- Your goal:
Everything from the line with "Target = red flag banner" through the last line of the records below should be copied exactly, both ends included.

___ Input for this task

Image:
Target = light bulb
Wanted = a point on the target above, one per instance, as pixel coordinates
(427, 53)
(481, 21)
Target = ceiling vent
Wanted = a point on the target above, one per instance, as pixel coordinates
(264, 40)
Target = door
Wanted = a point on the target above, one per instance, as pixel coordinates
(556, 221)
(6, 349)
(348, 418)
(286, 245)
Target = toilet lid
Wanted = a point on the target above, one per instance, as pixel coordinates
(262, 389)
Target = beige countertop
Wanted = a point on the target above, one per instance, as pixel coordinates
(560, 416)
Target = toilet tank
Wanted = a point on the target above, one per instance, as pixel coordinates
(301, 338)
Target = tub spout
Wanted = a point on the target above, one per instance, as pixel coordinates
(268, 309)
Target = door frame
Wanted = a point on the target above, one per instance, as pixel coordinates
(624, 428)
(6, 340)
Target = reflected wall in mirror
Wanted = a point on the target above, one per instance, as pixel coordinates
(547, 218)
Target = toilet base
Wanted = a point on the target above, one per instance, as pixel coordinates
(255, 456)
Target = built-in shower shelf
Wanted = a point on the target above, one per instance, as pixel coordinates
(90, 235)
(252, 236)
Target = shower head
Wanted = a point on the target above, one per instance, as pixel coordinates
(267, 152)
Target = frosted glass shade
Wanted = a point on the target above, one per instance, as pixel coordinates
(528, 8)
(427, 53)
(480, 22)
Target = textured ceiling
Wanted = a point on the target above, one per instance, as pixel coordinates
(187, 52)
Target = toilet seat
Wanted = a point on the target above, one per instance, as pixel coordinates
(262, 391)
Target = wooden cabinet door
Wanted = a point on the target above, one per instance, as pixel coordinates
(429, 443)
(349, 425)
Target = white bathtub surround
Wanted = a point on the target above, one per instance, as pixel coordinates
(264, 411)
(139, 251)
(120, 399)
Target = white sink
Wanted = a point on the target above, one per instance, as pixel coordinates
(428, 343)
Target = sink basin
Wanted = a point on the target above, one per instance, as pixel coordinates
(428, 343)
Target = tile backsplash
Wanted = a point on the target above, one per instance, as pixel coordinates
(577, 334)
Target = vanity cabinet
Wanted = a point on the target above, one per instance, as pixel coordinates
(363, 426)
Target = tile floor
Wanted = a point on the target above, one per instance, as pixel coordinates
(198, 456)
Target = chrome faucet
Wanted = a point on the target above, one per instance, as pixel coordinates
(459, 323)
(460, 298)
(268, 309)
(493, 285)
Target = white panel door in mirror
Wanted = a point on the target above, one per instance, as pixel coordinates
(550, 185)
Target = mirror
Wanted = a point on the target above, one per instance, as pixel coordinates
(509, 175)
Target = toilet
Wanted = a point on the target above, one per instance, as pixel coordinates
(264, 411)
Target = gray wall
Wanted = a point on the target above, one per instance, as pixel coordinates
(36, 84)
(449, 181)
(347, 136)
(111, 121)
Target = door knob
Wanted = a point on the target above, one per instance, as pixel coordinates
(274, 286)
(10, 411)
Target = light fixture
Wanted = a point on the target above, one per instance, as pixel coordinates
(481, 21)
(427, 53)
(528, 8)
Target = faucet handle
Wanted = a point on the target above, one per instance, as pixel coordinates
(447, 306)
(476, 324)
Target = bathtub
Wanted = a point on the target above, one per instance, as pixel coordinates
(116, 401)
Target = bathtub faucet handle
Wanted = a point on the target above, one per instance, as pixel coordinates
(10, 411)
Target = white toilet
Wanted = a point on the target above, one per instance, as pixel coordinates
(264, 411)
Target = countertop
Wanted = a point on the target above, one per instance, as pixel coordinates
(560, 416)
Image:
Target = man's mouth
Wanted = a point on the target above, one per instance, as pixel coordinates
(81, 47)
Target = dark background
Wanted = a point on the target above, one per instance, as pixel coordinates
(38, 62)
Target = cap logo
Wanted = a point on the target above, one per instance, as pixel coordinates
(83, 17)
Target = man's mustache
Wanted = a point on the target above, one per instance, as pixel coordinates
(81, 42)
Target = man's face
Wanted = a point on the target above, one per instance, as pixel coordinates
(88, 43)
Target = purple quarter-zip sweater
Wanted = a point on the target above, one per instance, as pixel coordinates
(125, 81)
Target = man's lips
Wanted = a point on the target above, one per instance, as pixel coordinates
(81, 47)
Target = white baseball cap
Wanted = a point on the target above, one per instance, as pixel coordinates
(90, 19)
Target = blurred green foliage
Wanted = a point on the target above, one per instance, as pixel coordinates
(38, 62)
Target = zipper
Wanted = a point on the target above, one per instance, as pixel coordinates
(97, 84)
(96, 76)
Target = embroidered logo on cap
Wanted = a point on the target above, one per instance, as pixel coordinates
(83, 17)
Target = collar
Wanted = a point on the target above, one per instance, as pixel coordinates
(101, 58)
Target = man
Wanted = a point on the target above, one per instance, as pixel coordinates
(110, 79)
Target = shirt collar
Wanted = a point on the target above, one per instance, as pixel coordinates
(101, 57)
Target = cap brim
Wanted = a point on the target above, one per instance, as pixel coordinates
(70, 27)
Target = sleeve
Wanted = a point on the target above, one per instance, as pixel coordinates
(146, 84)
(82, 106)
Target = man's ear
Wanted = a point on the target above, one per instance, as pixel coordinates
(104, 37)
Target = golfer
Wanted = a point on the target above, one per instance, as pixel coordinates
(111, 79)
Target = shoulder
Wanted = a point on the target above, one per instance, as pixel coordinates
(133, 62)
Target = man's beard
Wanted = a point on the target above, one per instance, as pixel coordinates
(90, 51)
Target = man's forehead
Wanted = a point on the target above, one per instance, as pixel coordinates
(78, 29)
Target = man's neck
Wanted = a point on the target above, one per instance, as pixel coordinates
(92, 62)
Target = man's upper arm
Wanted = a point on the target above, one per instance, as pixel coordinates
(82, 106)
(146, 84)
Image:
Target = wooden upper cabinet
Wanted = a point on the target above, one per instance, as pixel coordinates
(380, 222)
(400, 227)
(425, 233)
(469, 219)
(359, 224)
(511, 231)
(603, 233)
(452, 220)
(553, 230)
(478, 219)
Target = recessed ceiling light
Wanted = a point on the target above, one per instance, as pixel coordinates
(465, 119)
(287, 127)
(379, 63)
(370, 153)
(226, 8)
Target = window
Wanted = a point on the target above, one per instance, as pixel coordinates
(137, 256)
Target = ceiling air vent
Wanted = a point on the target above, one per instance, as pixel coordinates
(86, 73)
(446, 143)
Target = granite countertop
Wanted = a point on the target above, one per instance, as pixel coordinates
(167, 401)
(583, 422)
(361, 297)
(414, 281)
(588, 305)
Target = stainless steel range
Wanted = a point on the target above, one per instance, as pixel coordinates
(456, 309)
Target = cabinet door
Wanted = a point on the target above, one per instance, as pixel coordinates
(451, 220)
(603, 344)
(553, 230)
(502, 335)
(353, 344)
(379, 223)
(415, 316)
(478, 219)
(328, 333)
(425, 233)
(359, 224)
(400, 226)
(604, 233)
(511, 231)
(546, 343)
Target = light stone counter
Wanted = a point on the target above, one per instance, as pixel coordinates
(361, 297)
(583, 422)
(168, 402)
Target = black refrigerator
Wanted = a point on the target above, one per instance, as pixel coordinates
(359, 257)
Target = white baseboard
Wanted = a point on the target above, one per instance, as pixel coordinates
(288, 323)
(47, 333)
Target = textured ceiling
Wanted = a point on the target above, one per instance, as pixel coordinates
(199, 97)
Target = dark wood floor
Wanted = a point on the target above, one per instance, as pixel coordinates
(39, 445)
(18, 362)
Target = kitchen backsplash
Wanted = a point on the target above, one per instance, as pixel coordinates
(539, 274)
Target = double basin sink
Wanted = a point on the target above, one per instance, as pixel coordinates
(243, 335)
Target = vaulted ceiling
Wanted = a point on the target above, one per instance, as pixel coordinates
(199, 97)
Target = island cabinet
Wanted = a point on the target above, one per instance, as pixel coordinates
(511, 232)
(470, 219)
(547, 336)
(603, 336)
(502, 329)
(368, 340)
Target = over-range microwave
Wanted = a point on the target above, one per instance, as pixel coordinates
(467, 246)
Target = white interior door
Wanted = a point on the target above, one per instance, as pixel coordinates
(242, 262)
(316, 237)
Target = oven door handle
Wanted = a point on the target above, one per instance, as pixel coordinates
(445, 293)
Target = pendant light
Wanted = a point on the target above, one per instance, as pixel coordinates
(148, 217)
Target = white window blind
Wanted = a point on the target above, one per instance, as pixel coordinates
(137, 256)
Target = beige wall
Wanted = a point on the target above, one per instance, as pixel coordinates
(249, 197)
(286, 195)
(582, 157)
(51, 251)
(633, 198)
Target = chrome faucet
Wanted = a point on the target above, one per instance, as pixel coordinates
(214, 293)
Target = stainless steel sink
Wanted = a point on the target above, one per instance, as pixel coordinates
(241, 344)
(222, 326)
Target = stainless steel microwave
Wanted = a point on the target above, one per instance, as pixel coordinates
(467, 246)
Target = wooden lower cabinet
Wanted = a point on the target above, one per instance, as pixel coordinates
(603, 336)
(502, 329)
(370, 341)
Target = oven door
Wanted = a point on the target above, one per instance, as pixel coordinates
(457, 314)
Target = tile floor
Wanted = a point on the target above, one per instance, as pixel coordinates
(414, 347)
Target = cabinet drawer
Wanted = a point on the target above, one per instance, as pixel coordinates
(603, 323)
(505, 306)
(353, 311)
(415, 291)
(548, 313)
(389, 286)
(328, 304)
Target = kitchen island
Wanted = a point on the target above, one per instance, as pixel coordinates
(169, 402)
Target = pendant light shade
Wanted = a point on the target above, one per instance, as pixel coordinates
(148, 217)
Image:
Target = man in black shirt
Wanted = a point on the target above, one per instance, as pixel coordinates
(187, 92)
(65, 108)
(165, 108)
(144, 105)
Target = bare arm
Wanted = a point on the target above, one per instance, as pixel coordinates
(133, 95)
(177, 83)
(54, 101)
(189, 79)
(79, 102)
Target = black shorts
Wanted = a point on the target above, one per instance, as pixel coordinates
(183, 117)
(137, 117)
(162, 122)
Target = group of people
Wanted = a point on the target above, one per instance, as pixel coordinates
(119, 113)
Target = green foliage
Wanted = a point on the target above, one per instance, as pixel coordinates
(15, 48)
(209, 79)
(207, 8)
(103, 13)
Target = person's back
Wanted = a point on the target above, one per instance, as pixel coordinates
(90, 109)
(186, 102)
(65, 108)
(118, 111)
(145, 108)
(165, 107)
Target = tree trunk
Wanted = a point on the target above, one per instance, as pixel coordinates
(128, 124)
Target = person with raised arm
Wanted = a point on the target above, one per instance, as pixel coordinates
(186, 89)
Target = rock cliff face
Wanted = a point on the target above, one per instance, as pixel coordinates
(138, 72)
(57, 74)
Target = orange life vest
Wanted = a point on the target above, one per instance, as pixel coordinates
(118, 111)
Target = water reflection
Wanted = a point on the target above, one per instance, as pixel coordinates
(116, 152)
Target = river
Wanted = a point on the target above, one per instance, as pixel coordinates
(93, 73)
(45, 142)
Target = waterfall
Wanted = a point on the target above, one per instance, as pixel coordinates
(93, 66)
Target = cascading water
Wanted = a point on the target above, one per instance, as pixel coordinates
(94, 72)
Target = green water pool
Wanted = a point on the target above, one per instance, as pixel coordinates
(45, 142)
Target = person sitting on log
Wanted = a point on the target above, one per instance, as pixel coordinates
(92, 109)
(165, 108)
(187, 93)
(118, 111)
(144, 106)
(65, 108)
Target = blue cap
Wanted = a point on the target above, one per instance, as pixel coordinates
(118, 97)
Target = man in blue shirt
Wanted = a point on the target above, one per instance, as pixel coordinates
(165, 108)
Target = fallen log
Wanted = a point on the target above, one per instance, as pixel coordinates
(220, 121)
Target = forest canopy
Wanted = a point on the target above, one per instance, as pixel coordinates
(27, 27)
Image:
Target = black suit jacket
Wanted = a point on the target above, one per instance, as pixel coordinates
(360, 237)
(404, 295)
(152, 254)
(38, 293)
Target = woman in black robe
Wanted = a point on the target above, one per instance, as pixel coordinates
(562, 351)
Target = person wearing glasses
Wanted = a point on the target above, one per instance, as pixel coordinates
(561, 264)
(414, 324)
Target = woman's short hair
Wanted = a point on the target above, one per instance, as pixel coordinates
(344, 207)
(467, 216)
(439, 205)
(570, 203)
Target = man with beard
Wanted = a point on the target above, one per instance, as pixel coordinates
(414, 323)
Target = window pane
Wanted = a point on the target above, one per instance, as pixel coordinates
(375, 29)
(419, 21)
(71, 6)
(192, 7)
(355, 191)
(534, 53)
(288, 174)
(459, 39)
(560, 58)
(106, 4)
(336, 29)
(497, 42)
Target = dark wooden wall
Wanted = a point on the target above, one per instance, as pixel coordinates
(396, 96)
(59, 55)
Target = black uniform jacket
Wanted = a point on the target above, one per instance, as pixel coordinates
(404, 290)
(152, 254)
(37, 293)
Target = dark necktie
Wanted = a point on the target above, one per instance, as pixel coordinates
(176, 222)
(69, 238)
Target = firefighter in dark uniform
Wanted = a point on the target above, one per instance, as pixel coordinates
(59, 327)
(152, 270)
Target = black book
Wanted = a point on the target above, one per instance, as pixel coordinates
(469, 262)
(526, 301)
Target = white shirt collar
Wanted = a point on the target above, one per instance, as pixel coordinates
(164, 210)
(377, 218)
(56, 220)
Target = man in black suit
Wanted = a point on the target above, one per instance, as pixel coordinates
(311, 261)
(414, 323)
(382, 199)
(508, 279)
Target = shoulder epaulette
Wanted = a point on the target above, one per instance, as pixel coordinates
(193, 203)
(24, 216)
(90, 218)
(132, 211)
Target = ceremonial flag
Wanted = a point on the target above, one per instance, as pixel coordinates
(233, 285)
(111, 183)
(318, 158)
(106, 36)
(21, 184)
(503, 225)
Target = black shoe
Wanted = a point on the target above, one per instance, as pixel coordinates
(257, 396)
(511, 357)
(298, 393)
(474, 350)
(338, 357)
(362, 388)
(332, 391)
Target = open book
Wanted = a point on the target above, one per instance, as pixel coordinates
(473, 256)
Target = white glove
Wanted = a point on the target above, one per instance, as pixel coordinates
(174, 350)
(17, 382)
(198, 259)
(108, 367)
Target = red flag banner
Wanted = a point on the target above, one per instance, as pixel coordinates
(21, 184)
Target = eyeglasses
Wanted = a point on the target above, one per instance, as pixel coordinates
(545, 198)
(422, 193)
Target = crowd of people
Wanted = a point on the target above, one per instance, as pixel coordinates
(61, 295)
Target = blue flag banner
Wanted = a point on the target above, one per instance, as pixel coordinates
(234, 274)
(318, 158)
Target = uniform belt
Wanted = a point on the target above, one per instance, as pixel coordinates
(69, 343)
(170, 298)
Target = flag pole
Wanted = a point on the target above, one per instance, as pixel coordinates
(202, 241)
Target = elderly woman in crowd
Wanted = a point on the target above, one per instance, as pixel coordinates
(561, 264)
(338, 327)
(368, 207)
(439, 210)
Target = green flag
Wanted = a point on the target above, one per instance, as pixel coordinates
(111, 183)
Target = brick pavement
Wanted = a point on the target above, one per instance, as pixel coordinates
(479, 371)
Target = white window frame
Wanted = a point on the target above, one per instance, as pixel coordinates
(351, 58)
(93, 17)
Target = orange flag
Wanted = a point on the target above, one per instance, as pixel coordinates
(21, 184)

______

- Solution for this exercise:
Target = red flag banner
Wanted = a point on the target above, one per instance, as pixel coordinates
(21, 184)
Target = eyeglasses
Wanted = a point on the target above, one per instance, as pixel coordinates
(545, 198)
(422, 193)
Target = crowd of people
Wanted = a point on the target above, one per instance, as pixel coordinates
(61, 295)
Target = blue flag banner
Wanted = a point on the target above, one per instance, as pixel coordinates
(234, 274)
(318, 158)
Target = uniform belt
Wanted = a point on the target above, one per instance, as pixel coordinates
(69, 343)
(170, 298)
Target = flag pole
Wanted = a point on the target above, one per instance, as pixel coordinates
(202, 241)
Target = elderly woman in crowd
Wanted = a point on the target above, one per instance, as pixel coordinates
(561, 264)
(338, 327)
(368, 207)
(439, 210)
Target = green flag
Wanted = a point on the target above, one per instance, as pixel coordinates
(111, 183)
Target = brick pavement
Wanted = a point on the target above, one per instance, as pixel coordinates
(479, 371)
Target = white window frame
Wanted = a point on the target above, one per instance, as pixel coordinates
(351, 58)
(93, 17)
Target = orange flag
Wanted = a point on the target above, one per instance, as pixel coordinates
(21, 184)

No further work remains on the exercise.